Reproduce the rows below word for word, from the line containing "Plan a grasp for the distant" down to the line containing "[340,288,667,498]", including both of those lines.

***** The input

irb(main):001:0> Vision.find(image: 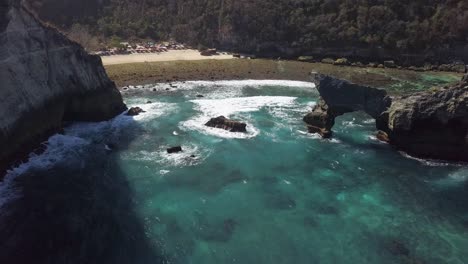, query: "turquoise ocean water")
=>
[0,81,468,264]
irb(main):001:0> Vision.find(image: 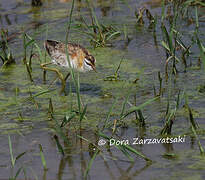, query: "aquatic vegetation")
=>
[0,0,205,179]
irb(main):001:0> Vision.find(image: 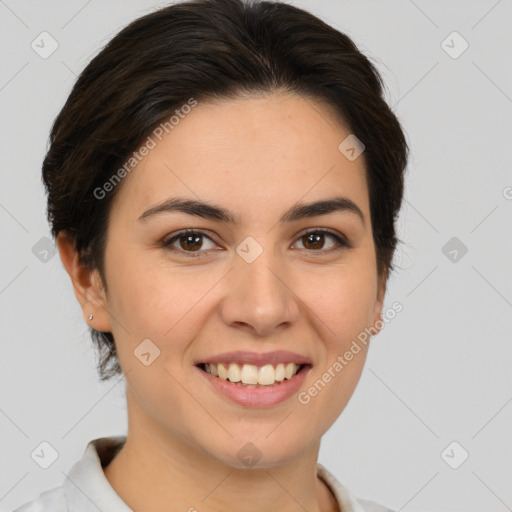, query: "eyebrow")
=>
[138,196,365,226]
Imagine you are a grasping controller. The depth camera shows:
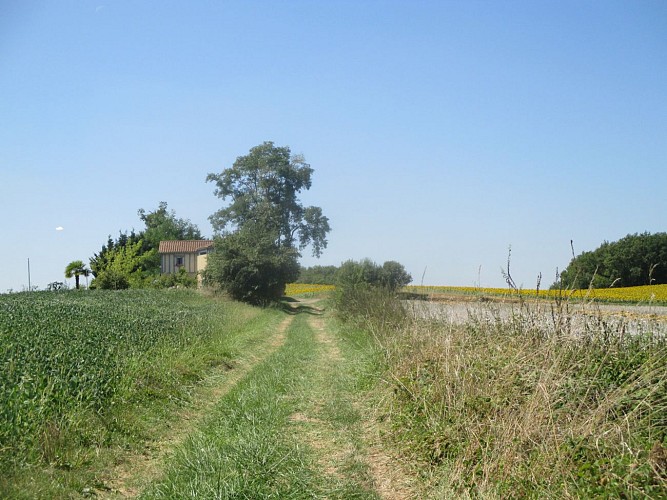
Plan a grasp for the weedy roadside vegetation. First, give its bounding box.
[336,289,667,498]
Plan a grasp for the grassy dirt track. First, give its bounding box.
[105,299,415,499]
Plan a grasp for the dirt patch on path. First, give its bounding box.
[95,316,294,498]
[309,316,418,500]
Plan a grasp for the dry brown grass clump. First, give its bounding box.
[366,296,667,498]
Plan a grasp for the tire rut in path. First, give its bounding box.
[309,316,418,500]
[100,316,294,498]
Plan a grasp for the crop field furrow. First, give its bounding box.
[0,290,284,498]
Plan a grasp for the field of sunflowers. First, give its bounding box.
[285,283,667,304]
[405,285,667,304]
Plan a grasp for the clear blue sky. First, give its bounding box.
[0,0,667,292]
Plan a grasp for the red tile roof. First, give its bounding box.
[158,240,213,253]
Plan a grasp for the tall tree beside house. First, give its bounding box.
[65,260,90,290]
[205,142,330,303]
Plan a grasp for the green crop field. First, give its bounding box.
[0,290,248,472]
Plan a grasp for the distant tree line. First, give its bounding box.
[554,232,667,288]
[296,266,338,285]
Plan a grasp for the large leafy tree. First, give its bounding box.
[65,260,90,290]
[206,142,330,303]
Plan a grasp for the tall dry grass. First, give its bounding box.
[340,288,667,498]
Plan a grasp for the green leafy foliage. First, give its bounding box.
[206,142,330,304]
[554,233,667,288]
[65,260,90,290]
[336,259,412,292]
[296,266,338,285]
[90,202,202,290]
[204,225,299,305]
[334,259,412,329]
[91,240,157,290]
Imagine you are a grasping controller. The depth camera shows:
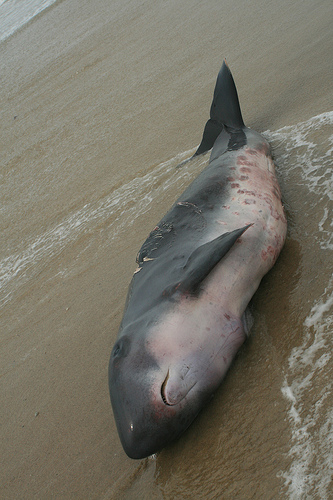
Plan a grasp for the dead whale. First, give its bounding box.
[109,62,287,458]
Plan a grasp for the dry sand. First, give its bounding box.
[0,0,332,499]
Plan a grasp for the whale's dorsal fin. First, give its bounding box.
[194,60,244,156]
[163,224,252,295]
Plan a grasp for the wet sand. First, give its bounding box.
[0,0,333,499]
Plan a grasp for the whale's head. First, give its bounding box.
[109,304,244,458]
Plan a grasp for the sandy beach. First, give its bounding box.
[0,0,333,499]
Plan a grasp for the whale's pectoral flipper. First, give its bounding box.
[164,224,252,295]
[194,61,244,156]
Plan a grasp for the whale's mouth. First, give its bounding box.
[161,365,198,406]
[161,370,173,406]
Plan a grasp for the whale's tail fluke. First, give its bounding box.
[194,60,245,156]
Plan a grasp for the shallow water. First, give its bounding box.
[0,0,333,499]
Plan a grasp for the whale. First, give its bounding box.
[108,60,287,459]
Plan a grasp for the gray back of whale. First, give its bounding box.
[109,62,286,458]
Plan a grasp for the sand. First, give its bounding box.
[0,0,333,499]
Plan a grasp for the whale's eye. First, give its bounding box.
[112,337,130,358]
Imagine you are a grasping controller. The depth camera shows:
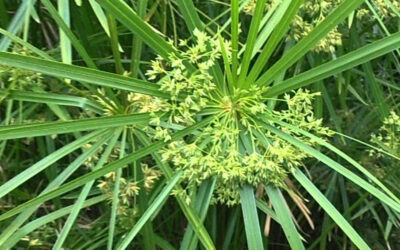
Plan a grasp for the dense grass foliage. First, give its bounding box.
[0,0,400,250]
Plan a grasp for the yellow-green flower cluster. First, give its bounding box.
[371,111,400,158]
[146,29,225,125]
[146,30,330,205]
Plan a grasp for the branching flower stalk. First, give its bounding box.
[139,30,331,205]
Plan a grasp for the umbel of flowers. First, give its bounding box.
[130,30,331,205]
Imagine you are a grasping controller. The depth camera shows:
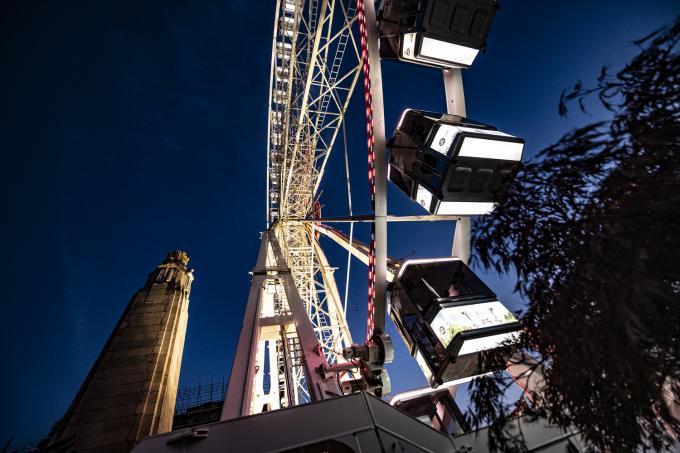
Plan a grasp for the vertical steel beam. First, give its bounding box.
[364,0,387,335]
[444,68,470,264]
[220,233,269,420]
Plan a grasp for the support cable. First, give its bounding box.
[342,118,354,319]
[357,0,375,341]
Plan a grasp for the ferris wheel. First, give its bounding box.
[222,0,523,420]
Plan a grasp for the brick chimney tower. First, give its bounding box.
[48,250,194,452]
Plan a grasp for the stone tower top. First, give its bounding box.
[163,250,189,266]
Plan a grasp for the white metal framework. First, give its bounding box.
[223,0,470,419]
[256,0,361,414]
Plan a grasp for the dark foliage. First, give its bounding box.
[470,15,680,452]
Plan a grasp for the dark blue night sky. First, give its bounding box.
[0,0,680,445]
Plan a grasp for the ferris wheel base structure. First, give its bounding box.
[133,392,586,453]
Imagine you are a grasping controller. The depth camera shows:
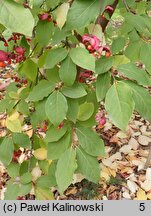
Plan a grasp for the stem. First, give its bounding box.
[123,0,131,12]
[96,0,119,32]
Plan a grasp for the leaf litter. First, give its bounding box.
[0,68,151,200]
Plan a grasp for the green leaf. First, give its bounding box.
[76,126,105,156]
[140,43,151,74]
[77,148,100,183]
[13,133,31,148]
[7,163,20,178]
[44,48,68,69]
[36,176,55,188]
[20,172,32,184]
[112,55,130,68]
[19,59,38,81]
[95,57,113,74]
[45,91,68,126]
[36,20,54,46]
[62,83,87,98]
[48,161,57,186]
[66,0,100,29]
[38,159,50,175]
[46,66,61,83]
[111,37,126,54]
[47,134,71,160]
[105,82,135,131]
[125,40,143,61]
[31,100,47,128]
[70,47,95,72]
[17,100,29,116]
[96,73,111,101]
[45,125,67,142]
[56,3,70,29]
[117,63,151,86]
[27,80,55,101]
[77,102,94,121]
[0,138,14,166]
[0,0,34,37]
[67,98,79,123]
[4,183,19,200]
[6,119,22,133]
[56,148,77,194]
[35,187,54,200]
[125,81,151,121]
[59,56,77,86]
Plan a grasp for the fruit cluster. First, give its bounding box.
[38,12,57,25]
[82,34,111,58]
[78,70,93,83]
[101,5,114,19]
[0,46,26,68]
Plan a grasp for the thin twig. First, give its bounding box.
[144,143,151,169]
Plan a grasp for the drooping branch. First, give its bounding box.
[96,0,119,32]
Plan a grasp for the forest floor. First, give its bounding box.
[0,66,151,200]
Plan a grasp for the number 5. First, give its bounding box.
[139,203,145,211]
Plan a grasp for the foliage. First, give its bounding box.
[0,0,151,199]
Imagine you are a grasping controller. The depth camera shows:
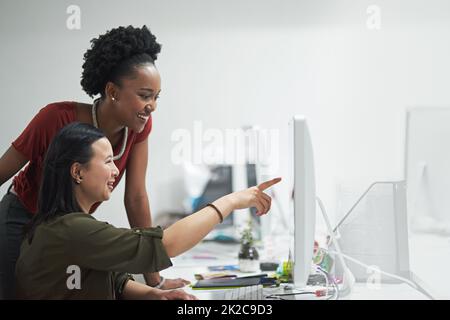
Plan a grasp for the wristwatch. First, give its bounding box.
[153,276,166,289]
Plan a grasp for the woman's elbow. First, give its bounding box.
[162,234,179,258]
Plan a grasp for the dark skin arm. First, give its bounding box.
[0,146,28,186]
[124,139,190,289]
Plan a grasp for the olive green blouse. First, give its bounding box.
[16,213,172,299]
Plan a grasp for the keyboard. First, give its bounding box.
[224,284,263,300]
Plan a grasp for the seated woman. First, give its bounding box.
[16,122,281,299]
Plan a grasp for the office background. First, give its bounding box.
[0,0,450,230]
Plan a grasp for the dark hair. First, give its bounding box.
[25,122,105,242]
[81,25,161,97]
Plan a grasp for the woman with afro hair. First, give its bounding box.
[0,26,189,299]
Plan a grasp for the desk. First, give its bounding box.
[135,242,428,300]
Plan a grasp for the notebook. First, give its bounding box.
[192,278,261,289]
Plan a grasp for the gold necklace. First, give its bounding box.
[92,98,128,161]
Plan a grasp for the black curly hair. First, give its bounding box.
[81,25,161,97]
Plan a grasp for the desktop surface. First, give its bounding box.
[135,241,428,300]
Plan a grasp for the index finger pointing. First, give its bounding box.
[258,178,281,191]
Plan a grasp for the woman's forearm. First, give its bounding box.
[121,280,160,300]
[162,195,235,257]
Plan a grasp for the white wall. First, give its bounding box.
[0,0,450,229]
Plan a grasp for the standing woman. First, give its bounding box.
[0,26,189,299]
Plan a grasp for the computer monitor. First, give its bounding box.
[405,107,450,299]
[289,116,316,288]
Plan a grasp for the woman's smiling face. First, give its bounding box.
[114,64,161,133]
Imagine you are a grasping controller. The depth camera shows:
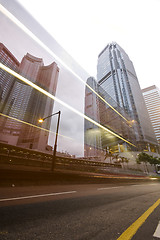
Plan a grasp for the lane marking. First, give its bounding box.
[0,191,77,202]
[97,186,124,191]
[153,222,160,238]
[117,199,160,240]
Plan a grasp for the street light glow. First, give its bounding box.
[38,118,44,123]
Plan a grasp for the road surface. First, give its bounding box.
[0,181,160,240]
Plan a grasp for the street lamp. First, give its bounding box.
[38,111,61,172]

**********

* Answer below
Plan a grasp for the distant tree line. First, give its bounding box.
[554,232,667,288]
[296,266,338,285]
Plan a grasp for the large leafy tree. First, give its bounding box.
[65,260,90,290]
[206,142,330,303]
Plan a grasp for the tall dry grass. First, give its bounding box.
[340,288,667,498]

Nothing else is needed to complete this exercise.